**What to produce**.
Put the lines from the one containing "Put a marker on each instance of the ceramic" through the end of the rows into a Markdown table with two columns, Number and Text. Number each line in order and skip any blank lines.

- - -

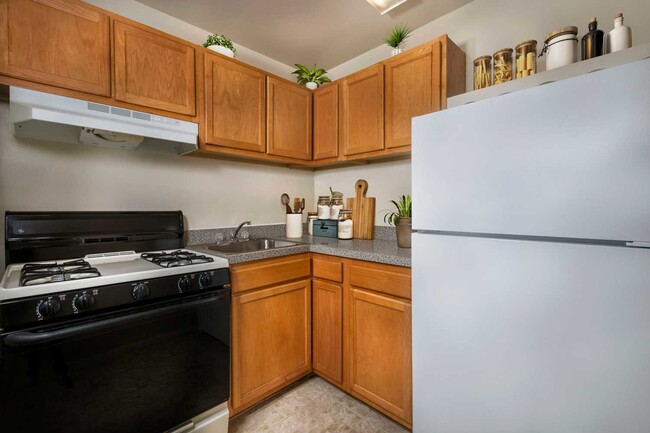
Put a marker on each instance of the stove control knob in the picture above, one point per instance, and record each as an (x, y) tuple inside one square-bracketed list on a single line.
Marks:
[(84, 302), (140, 292), (49, 308), (184, 284), (205, 280)]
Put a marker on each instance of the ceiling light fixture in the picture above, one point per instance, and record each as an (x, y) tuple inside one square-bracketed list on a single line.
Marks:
[(385, 5)]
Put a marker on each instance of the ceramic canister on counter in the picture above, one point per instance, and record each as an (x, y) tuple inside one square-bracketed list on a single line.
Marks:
[(561, 47), (621, 37)]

- - -

**Exercise result**.
| Number | Text |
|---|---|
| 1 | Put a marker on each instance of the ceramic canister on counter in the picture above, one point per instance, and record each as an (x, y) tuple inside one square-bracketed list on a single line. |
| 2 | Marks: |
| 3 | [(561, 47), (621, 37)] |